**EXERCISE:**
Reproduce the data from the line containing "segment: earring" down to the line containing "475 413 L 484", swapping "earring" for "ring" and keeping everything else unchanged. Leave the pictures out of the output.

**EXERCISE MATERIALS:**
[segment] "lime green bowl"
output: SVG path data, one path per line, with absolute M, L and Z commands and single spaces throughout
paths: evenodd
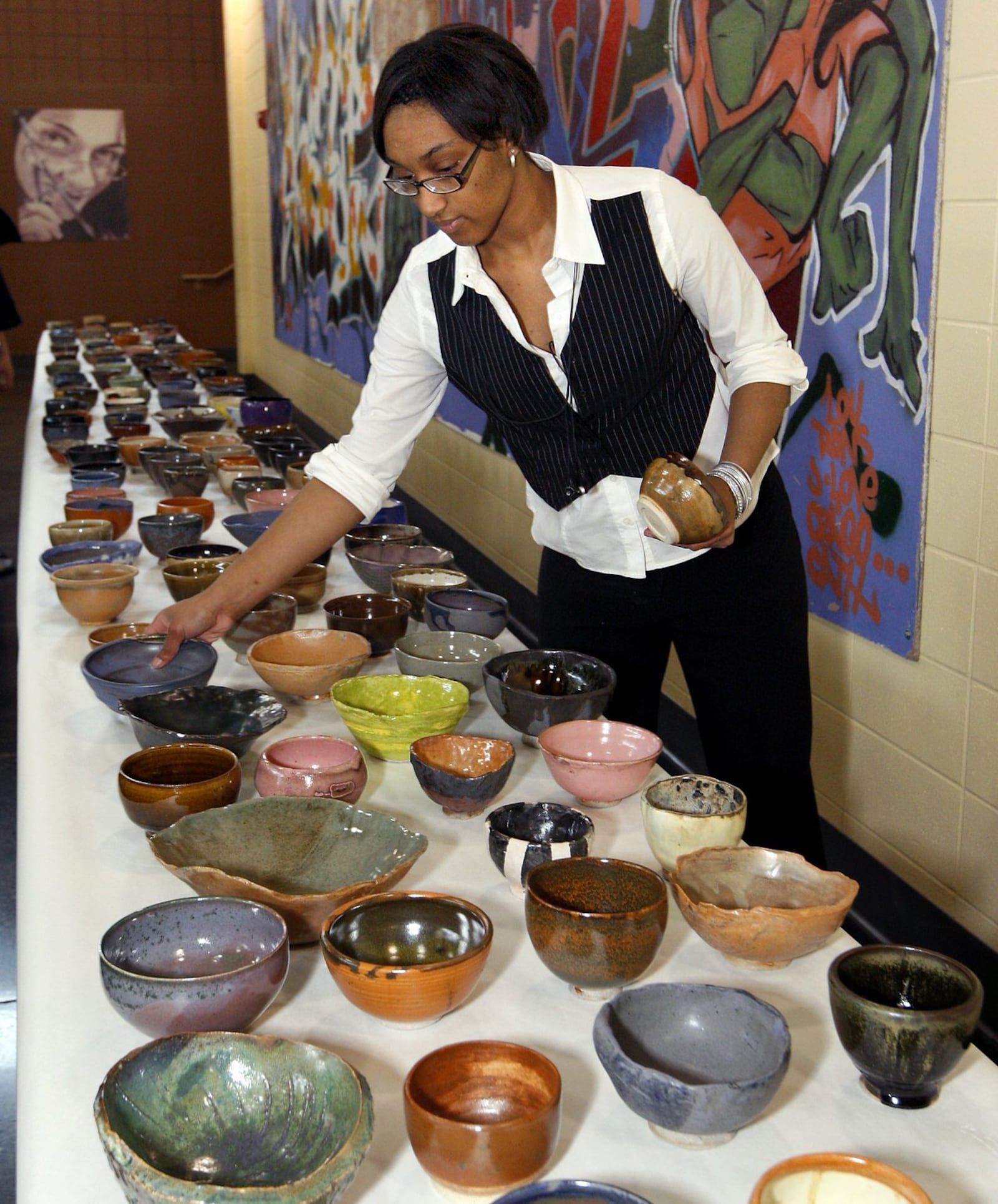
==
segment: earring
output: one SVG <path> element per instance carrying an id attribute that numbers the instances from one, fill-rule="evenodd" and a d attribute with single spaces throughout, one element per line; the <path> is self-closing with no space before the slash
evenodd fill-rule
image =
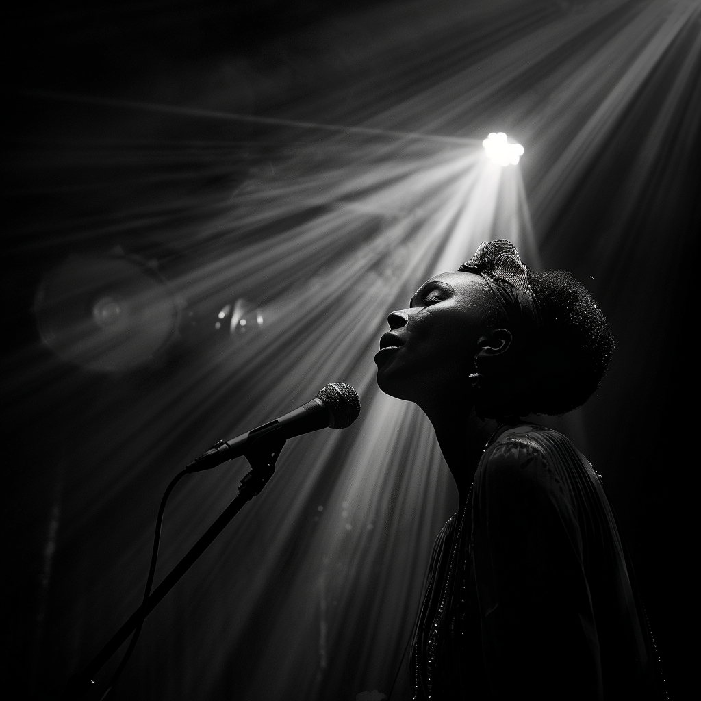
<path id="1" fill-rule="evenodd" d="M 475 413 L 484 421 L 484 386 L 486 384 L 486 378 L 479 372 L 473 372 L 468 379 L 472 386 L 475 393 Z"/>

**THE RESPONSE:**
segment: ring
output: one SVG <path> element per instance carrying an id attribute that numbers the instances from one, fill-rule="evenodd" and a d attribute with single spaces throughout, one element per line; the <path> is self-closing with no space before the slash
evenodd fill-rule
image =
<path id="1" fill-rule="evenodd" d="M 475 413 L 484 421 L 484 386 L 486 384 L 486 378 L 479 372 L 473 372 L 468 379 L 472 386 L 475 393 Z"/>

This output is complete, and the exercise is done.